(DATA SUPPLIED begins)
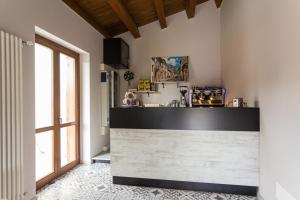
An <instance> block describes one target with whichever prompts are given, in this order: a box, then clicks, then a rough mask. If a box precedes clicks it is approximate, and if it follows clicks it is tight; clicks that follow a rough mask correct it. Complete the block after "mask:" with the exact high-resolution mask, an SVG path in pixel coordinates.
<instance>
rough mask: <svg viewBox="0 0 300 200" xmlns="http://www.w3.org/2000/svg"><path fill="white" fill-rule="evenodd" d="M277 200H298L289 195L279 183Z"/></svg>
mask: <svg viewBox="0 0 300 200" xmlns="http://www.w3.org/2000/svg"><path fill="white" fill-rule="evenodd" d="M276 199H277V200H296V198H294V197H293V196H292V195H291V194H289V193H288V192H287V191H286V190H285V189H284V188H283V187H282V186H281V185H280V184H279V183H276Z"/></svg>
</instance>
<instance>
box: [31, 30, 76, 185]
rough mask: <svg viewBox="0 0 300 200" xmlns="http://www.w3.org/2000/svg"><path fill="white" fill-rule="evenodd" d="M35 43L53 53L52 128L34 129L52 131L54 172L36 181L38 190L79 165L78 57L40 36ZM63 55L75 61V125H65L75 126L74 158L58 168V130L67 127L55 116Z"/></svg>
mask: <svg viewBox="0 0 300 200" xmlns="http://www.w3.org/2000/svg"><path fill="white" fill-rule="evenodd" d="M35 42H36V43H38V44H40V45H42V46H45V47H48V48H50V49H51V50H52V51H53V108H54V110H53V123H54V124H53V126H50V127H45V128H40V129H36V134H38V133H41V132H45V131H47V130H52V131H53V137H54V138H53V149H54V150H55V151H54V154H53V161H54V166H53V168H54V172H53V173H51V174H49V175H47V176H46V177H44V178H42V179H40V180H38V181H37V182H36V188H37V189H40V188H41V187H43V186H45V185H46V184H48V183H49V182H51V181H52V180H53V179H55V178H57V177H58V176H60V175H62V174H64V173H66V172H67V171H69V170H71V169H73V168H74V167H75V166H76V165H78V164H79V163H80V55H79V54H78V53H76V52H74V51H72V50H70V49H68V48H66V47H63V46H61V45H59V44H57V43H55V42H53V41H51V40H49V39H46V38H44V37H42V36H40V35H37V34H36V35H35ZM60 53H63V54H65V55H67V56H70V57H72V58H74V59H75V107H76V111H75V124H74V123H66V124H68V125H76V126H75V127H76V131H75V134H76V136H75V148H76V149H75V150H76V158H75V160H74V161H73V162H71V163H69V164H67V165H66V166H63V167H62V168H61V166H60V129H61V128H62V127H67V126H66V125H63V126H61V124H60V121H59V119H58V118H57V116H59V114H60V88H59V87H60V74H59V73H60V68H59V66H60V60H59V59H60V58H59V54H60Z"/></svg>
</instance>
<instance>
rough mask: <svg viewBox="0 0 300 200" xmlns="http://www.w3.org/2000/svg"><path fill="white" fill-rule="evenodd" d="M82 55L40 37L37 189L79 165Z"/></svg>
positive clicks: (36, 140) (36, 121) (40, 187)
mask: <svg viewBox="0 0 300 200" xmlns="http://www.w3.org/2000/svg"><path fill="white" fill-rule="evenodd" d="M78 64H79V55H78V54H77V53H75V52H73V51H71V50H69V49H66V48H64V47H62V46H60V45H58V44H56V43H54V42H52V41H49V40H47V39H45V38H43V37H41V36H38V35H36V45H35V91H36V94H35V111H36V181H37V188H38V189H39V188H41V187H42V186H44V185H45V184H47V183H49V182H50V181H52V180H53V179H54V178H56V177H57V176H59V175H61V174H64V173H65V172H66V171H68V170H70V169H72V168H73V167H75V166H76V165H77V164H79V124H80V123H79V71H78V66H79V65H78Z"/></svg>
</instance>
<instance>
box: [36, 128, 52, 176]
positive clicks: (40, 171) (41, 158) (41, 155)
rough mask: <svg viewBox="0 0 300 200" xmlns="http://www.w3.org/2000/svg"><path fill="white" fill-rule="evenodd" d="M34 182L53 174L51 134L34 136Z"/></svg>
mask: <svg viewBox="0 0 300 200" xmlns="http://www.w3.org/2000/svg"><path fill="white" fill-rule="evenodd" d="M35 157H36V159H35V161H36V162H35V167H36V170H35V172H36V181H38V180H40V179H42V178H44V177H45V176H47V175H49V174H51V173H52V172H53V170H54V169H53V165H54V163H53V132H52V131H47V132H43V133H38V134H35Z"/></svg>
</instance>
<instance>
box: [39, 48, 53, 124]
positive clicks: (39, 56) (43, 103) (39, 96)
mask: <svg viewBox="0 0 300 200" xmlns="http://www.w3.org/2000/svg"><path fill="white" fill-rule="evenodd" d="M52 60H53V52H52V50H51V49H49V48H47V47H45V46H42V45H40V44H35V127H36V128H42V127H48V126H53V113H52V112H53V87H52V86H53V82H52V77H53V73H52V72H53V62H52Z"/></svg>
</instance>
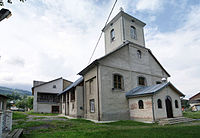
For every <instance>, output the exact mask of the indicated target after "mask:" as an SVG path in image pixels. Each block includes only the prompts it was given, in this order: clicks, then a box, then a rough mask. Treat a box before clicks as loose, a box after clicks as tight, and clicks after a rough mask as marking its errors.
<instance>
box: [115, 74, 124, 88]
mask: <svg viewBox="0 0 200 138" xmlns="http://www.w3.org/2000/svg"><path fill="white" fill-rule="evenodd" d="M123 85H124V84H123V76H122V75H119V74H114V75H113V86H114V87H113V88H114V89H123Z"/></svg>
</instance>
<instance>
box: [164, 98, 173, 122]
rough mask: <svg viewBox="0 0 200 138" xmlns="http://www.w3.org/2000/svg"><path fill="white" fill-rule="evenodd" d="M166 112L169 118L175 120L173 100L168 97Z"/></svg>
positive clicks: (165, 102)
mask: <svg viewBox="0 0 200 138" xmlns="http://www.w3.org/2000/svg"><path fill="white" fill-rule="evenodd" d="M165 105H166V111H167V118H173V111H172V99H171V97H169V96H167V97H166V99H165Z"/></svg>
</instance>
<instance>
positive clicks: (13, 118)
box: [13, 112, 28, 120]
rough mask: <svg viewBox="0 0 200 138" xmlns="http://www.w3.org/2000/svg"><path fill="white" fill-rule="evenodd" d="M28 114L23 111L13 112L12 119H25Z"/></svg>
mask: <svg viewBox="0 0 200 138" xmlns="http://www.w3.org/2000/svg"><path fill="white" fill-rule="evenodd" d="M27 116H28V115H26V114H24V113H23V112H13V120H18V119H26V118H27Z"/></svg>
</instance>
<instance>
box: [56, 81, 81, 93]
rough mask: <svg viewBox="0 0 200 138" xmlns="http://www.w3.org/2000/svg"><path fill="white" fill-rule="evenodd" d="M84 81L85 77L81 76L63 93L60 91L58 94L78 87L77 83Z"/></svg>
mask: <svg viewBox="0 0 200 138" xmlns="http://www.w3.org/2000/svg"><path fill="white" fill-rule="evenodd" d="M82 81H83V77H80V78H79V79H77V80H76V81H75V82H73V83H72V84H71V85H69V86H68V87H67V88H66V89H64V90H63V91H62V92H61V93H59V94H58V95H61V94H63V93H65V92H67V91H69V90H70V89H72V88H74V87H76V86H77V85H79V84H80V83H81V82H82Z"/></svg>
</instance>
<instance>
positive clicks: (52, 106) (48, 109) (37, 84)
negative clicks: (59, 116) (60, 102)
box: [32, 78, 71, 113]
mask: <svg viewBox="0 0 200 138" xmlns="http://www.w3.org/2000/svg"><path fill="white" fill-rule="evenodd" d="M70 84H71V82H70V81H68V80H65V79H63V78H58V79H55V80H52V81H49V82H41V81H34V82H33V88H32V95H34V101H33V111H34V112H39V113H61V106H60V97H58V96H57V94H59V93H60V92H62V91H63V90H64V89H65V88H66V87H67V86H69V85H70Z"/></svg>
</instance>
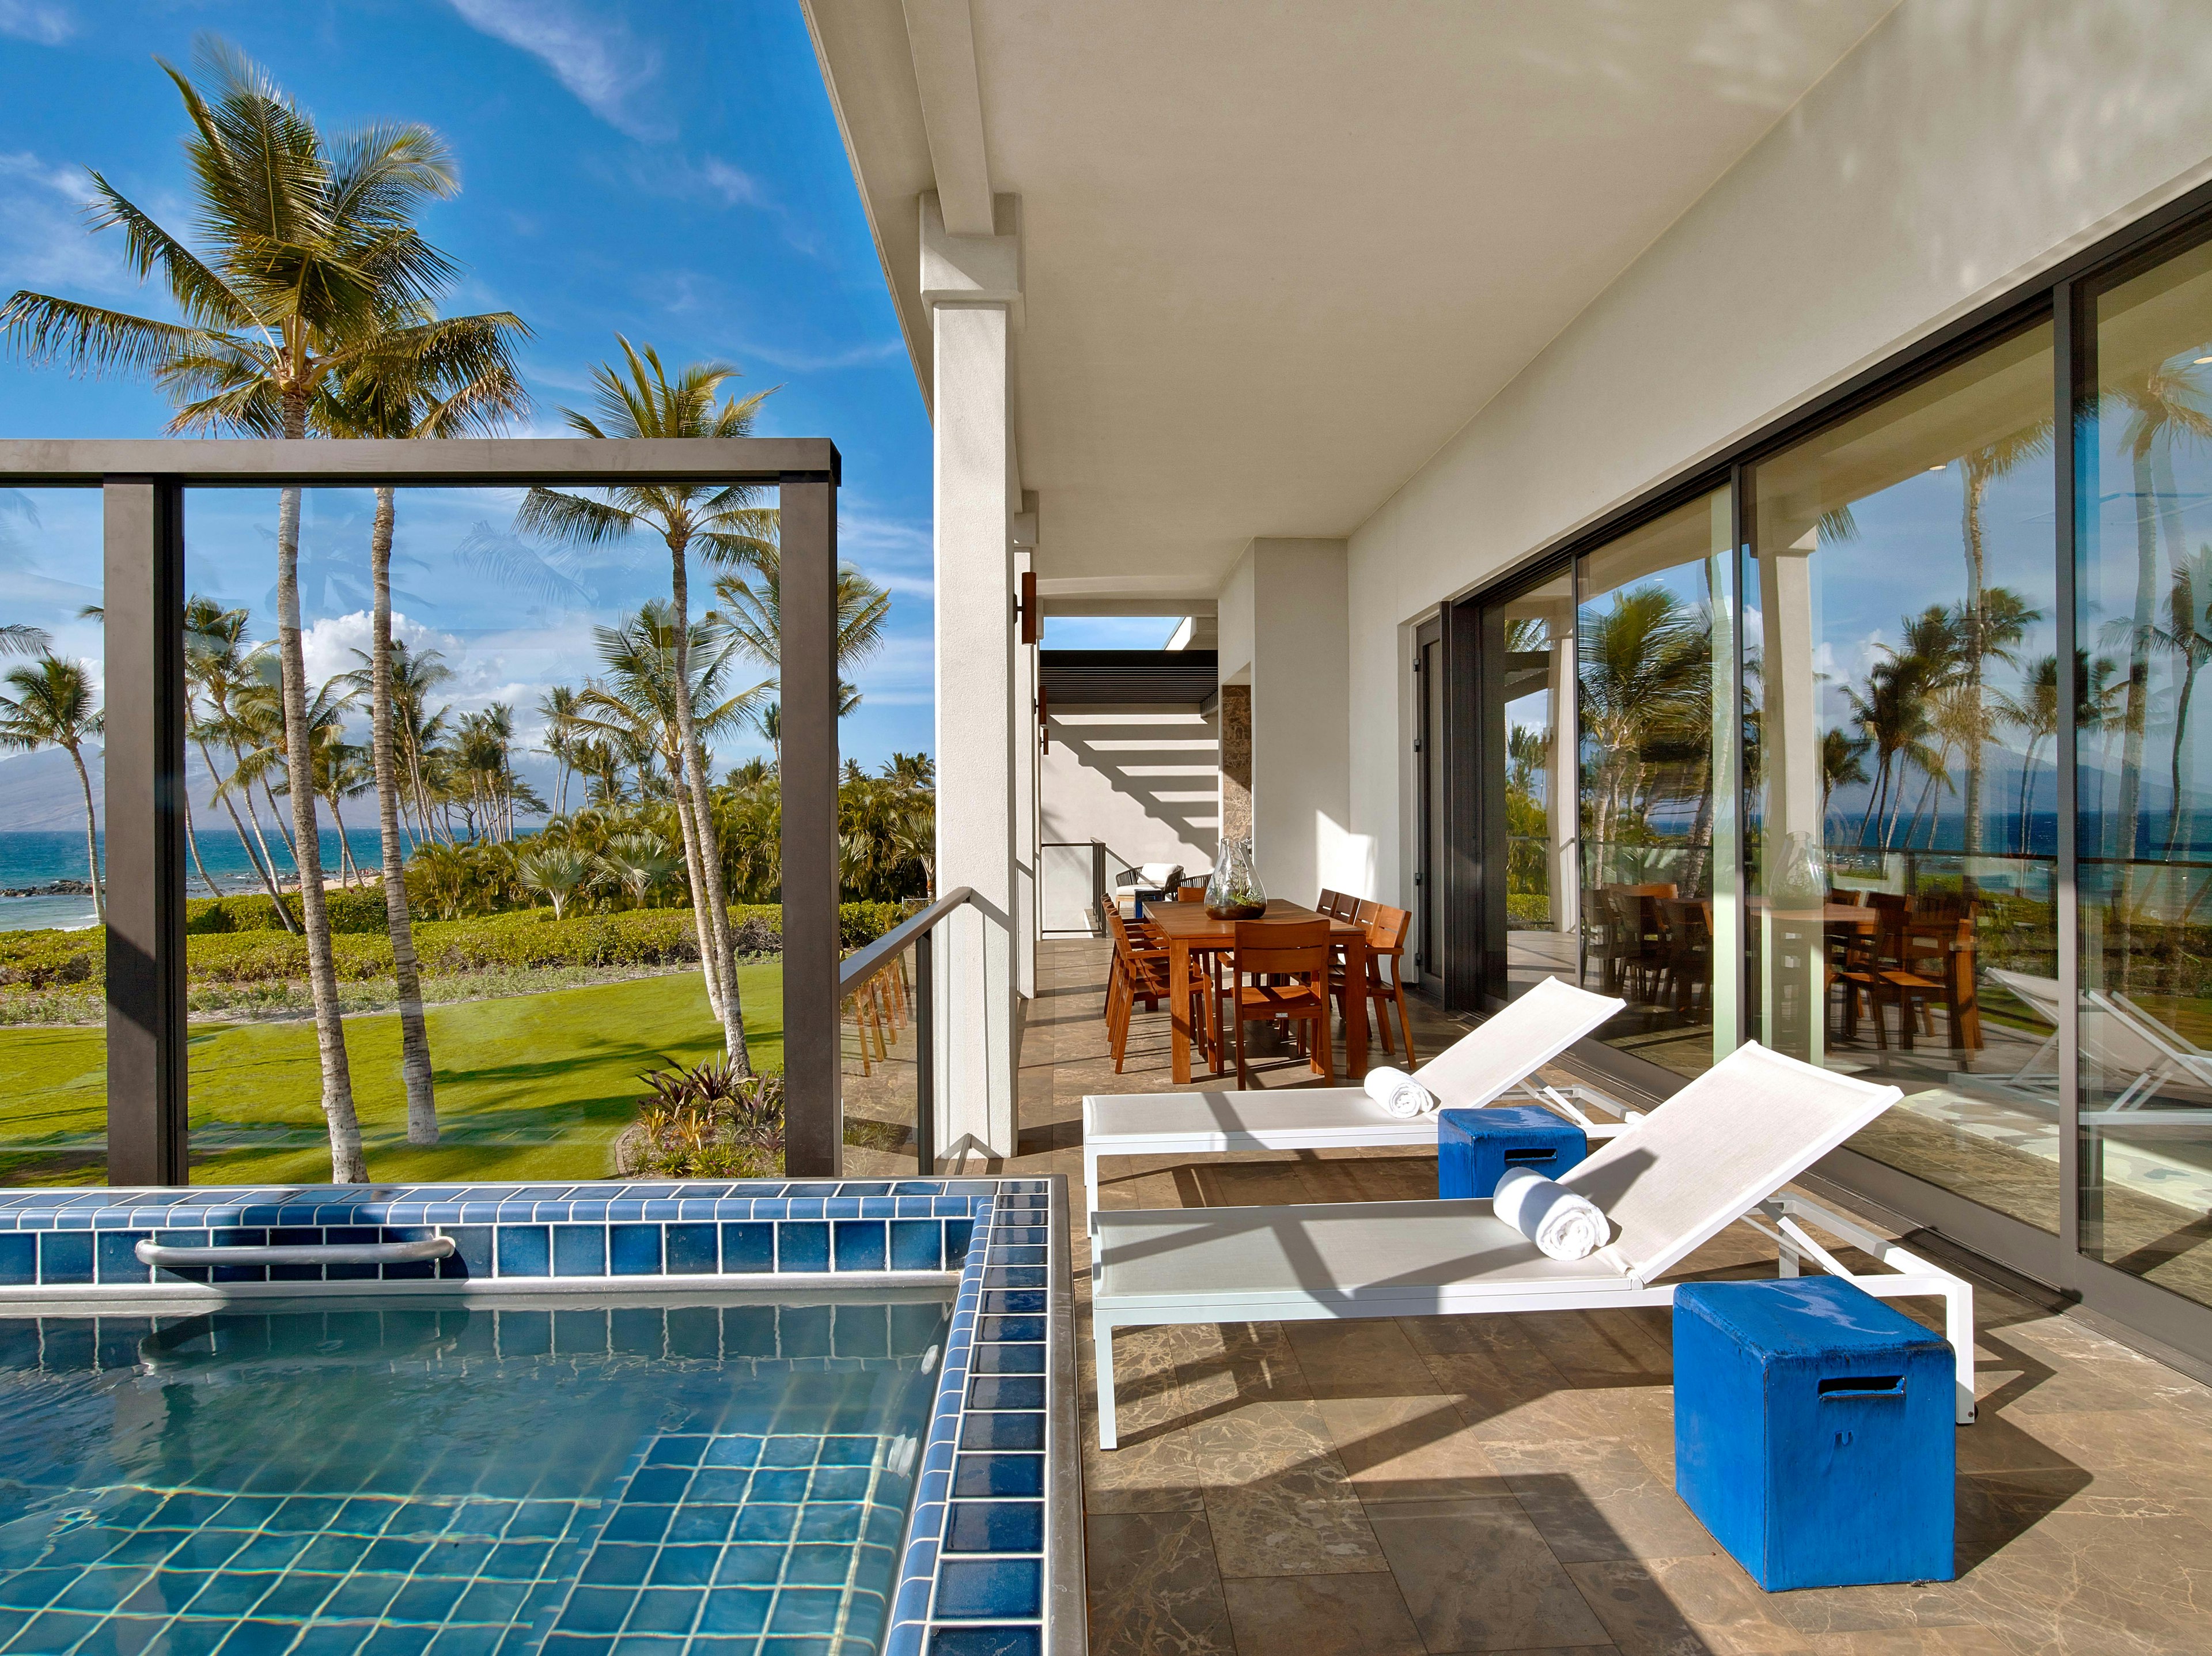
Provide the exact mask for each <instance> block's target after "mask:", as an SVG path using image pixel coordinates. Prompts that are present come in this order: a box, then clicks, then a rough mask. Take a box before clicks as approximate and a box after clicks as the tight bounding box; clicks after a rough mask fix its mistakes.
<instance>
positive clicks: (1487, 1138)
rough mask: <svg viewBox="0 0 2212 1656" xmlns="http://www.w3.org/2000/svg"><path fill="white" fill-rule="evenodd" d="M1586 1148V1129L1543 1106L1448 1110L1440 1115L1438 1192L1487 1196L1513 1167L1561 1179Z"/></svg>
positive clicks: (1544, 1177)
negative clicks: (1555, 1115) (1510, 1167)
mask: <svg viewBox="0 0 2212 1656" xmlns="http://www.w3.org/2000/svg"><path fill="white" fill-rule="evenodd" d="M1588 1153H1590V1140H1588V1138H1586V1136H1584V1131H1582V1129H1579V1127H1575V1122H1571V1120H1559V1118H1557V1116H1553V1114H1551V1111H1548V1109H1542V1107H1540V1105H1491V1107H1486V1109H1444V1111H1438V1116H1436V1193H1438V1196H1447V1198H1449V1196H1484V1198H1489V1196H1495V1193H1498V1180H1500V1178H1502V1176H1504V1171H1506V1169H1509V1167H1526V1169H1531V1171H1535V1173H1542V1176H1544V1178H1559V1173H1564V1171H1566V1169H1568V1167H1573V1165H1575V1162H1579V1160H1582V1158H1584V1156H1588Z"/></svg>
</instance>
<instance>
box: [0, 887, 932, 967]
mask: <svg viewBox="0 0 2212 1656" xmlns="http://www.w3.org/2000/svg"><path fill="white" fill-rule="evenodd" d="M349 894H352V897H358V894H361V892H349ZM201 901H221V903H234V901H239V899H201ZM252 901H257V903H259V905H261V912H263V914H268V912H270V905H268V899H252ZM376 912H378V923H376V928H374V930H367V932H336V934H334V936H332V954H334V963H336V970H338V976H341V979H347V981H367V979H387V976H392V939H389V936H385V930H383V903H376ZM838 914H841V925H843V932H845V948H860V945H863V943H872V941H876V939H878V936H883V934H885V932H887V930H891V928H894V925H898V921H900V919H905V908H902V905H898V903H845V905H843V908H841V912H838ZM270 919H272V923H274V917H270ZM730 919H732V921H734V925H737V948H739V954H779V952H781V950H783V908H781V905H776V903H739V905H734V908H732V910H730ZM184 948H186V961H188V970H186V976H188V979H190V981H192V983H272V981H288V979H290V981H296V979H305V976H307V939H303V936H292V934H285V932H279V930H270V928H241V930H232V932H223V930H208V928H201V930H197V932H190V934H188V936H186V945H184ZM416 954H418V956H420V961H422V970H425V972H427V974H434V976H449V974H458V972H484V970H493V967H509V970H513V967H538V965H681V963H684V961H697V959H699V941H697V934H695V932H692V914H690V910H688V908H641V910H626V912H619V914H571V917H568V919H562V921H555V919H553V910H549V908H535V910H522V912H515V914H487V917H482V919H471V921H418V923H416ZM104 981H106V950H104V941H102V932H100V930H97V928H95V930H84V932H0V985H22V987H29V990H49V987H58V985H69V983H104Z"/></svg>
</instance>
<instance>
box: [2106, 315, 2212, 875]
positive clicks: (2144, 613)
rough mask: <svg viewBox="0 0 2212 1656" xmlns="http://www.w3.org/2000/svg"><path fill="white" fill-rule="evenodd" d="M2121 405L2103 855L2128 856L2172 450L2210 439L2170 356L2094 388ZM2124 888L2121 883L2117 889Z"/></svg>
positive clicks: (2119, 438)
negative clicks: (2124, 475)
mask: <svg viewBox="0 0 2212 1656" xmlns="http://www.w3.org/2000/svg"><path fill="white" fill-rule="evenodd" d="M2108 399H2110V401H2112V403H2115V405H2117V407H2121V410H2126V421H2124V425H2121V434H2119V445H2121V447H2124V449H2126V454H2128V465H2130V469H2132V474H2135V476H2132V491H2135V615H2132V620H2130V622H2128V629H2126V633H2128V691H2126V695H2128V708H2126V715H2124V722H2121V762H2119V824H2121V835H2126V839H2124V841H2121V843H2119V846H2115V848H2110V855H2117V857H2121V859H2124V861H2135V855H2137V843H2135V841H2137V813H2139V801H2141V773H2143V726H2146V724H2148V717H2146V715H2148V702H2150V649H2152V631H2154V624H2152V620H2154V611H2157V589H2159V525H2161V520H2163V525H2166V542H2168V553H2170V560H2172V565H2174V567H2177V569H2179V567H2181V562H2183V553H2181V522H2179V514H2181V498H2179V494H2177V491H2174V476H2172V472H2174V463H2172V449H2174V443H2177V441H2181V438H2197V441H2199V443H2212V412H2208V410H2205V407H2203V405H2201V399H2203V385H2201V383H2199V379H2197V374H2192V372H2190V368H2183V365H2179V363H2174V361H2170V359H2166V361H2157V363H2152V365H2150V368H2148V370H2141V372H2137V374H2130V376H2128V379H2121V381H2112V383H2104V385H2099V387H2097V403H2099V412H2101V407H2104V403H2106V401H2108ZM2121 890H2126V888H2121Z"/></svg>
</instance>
(DATA SUPPLIED ends)
### EXERCISE AIM
Please list every line in the rows above that contains the string "negative". Case counts.

### RESPONSE TO THIS EXERCISE
negative clicks: (59, 116) (60, 102)
negative clicks: (1555, 1115) (1510, 1167)
negative clicks: (2124, 475)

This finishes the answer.